> _Task to carry out_
Reproduce all of the records exactly.

> _Input_
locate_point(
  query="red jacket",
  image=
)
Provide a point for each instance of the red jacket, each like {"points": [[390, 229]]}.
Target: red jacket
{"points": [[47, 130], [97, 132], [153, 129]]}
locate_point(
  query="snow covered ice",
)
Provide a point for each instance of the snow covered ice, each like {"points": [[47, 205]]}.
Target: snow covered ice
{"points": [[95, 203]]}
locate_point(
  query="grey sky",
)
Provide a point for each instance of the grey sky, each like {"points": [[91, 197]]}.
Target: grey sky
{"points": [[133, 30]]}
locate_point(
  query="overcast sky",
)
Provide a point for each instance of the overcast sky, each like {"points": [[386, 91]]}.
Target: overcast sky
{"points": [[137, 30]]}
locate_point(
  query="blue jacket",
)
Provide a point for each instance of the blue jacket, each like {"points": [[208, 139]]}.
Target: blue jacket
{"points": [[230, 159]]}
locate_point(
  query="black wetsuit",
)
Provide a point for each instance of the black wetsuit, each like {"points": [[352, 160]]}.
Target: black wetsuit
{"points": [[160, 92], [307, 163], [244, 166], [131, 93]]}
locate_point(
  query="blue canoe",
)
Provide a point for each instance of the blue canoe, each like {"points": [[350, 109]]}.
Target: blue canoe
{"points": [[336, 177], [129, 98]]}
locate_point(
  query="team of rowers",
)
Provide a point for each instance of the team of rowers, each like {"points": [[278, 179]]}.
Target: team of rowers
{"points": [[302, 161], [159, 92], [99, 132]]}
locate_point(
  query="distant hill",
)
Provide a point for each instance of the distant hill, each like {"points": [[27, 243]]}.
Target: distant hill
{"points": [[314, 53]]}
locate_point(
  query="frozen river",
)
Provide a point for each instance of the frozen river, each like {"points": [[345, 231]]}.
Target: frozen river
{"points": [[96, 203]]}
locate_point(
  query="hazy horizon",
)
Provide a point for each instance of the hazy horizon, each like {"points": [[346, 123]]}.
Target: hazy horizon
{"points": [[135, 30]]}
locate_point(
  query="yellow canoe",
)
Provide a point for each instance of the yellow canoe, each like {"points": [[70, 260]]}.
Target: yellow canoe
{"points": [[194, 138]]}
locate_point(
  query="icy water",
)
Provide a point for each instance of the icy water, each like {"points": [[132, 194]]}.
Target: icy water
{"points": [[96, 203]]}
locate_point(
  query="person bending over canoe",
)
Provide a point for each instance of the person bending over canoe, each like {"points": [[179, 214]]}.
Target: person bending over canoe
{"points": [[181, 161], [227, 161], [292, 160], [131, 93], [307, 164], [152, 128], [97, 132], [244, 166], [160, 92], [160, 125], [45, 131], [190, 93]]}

> _Output for this exercise_
locate_point(
  query="red jacket",
  image=
)
Provide a point for each instance of the red jacket, each like {"points": [[390, 229]]}.
Target: red jacket
{"points": [[47, 130], [97, 132], [153, 129]]}
locate_point(
  query="snow covered ice",
)
Provide a point for each instance of the snow covered ice, each like {"points": [[47, 205]]}.
Target: snow covered ice
{"points": [[95, 203]]}
locate_point(
  query="grey sky",
)
Provide a point for each instance of the grey sky, each like {"points": [[91, 197]]}.
Target: grey sky
{"points": [[133, 30]]}
locate_point(
  query="overcast sky",
)
Provide a point for each instance of the overcast sky, each like {"points": [[386, 91]]}.
Target: overcast sky
{"points": [[137, 30]]}
locate_point(
  query="blue jacket",
)
Provide a point for each instance of the blue jacket, each like {"points": [[208, 139]]}.
Target: blue jacket
{"points": [[230, 159]]}
locate_point(
  query="black wetsuit",
)
Provide a point for each instance of the black wetsuit, each like {"points": [[352, 160]]}.
Target: black wetsuit
{"points": [[160, 92], [307, 163], [244, 166], [131, 93]]}
locate_point(
  query="blue canoe",
)
Provide a point for each instance of the blue canoe, each like {"points": [[350, 109]]}.
Target: blue canoe
{"points": [[336, 177], [129, 98]]}
locate_point(
  query="team of rowers",
)
Provide a point for each instance of the team of rowers, each like {"points": [[278, 179]]}.
Target: team of rowers
{"points": [[302, 161], [159, 92], [99, 132]]}
locate_point(
  query="distant hill",
)
Provide a point for each instance of the distant hill, each like {"points": [[27, 243]]}.
Target: distant hill
{"points": [[314, 53]]}
locate_point(
  query="frozen river",
)
Provide a point for each instance of the frozen river, each like {"points": [[345, 231]]}.
Target: frozen river
{"points": [[96, 203]]}
locate_point(
  query="hazy horizon",
)
Provide a point for each instance of the hazy horizon, each like {"points": [[346, 123]]}.
Target: hazy horizon
{"points": [[135, 30]]}
locate_point(
  query="yellow canoe",
)
Provide a point for each instance of the yellow canoe, each like {"points": [[70, 260]]}.
Target: yellow canoe
{"points": [[194, 138]]}
locate_point(
  query="icy water",
)
Provide a point for each instance of the icy water, each like {"points": [[132, 194]]}.
Target: icy water
{"points": [[96, 203]]}
locate_point(
  query="person bending over canoe",
)
Provide a point for each instance of the person bending over canoe, each like {"points": [[179, 214]]}.
Target: person bending over canoe
{"points": [[181, 161], [227, 161], [292, 160], [131, 93], [307, 164], [152, 128], [97, 132], [244, 166], [160, 92], [160, 125], [45, 131], [190, 93]]}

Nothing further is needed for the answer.